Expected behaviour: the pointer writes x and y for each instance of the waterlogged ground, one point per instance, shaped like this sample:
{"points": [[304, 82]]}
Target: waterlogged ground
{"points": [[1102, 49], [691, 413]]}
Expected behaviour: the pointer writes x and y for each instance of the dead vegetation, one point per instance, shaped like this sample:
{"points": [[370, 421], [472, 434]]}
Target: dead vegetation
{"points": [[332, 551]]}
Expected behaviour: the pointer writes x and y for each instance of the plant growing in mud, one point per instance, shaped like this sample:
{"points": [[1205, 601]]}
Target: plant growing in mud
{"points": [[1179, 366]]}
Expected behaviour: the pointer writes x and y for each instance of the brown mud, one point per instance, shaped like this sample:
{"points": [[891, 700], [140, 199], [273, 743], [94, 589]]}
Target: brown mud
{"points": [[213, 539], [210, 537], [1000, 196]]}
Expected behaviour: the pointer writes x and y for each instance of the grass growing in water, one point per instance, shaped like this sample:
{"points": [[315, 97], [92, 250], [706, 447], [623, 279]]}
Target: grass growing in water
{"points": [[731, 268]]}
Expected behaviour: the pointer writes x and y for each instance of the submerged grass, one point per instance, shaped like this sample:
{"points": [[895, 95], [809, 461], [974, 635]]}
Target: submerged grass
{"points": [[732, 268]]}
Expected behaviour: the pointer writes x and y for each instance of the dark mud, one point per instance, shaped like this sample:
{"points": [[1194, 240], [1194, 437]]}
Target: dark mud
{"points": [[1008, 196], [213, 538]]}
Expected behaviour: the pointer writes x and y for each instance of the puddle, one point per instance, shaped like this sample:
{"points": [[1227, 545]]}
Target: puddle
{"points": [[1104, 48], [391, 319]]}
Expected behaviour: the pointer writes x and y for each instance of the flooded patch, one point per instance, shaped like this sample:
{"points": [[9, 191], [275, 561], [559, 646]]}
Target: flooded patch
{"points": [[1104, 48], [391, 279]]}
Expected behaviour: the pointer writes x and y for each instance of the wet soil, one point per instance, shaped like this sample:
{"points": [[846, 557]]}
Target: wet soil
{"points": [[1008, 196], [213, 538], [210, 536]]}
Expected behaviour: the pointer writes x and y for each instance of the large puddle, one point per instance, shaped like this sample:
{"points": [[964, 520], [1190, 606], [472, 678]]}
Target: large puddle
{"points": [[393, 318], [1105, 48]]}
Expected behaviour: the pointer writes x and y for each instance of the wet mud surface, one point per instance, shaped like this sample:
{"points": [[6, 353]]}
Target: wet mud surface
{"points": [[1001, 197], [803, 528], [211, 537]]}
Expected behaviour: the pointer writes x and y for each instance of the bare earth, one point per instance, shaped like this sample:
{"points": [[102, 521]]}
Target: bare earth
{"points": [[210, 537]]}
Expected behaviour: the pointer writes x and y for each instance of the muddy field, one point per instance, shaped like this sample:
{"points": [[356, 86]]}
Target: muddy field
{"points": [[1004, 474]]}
+-------+
_SHORT TASK_
Return all of the lines above unchanged, from the first one through the last.

_EXERCISE ANSWER_
Expected behaviour: the pointer writes x and y for each instance of the waterlogged ground, one point per instance, shaped like this sample:
{"points": [[304, 82]]}
Target: waterlogged ground
{"points": [[1102, 49], [691, 413]]}
Expected behaviour: the pointer writes x and y for each instance of the dead vegetation, one point per instance, shaped like this sample:
{"points": [[370, 421], [472, 434]]}
Target: dead vegetation
{"points": [[332, 551]]}
Expected behaviour: the pointer writes x and y for each instance of the plant growing in mud, one point per instance, shaped like this sample:
{"points": [[1205, 601]]}
Target: plant growing in mud
{"points": [[1179, 366]]}
Expected behaviour: the pointer writes x and y for each instance of the brown mud, one point per instance, shaped like this sample:
{"points": [[891, 700], [140, 199], [273, 743], [94, 589]]}
Target: brown mud
{"points": [[213, 539], [210, 537], [1000, 196]]}
Expected behaviour: the pointer writes x and y for each instance of the grass growing in water, one point per instance, shaped like this sample:
{"points": [[315, 97], [92, 250], [706, 447], [623, 279]]}
Target: grass growing in water
{"points": [[731, 268]]}
Expected behaviour: the pointer writes x and y for each instance of the submerged grass, one point per instance, shaped like this sample:
{"points": [[895, 95], [809, 461], [974, 635]]}
Target: submerged grass
{"points": [[732, 268]]}
Expected behaviour: the pointer writes x and y for each instance of the dark mud, one point per instance, shaped like this sample:
{"points": [[1194, 240], [1194, 437]]}
Target: dark mud
{"points": [[1008, 196], [213, 538]]}
Expected behaviour: the pointer writes x and y for each instance of the puddle, one point per instance, shaped like this sample:
{"points": [[1227, 545]]}
Target: puddle
{"points": [[1104, 48], [391, 319]]}
Expected behaviour: the pointer writes x and y for each instance of the flooded patch, one point per instance, shaped like this sample:
{"points": [[9, 191], [275, 561], [559, 646]]}
Target: flooded patch
{"points": [[1104, 48], [391, 279]]}
Expected behaviour: the pointer writes x and y for each instance of the wet soil, one point per instance, shaped like this sample:
{"points": [[846, 557]]}
Target: wet soil
{"points": [[1008, 196], [213, 538], [210, 536]]}
Expected behaviour: the pointer writes x and y for each instance of the large puddle, one point per instance, shaped like this sample:
{"points": [[964, 520], [1190, 606], [472, 678]]}
Target: large puddle
{"points": [[393, 318], [1105, 48]]}
Expected behaviour: the pointer writes x and y for each instance of the wet mud surface, one point per instance, shaped like this sample:
{"points": [[6, 353]]}
Target: wet mud surface
{"points": [[1001, 197], [803, 528], [211, 537]]}
Expected behaviour: the pointer writes x and y for each instance of the bare earth, one point per instance, shaped like this sample:
{"points": [[102, 521]]}
Target: bare earth
{"points": [[210, 537]]}
Expected behaviour: the pointer writes x and y for each instance of the muddy field, one point per instance, shaped like this sample:
{"points": [[356, 86]]}
Target: muddy field
{"points": [[1004, 474]]}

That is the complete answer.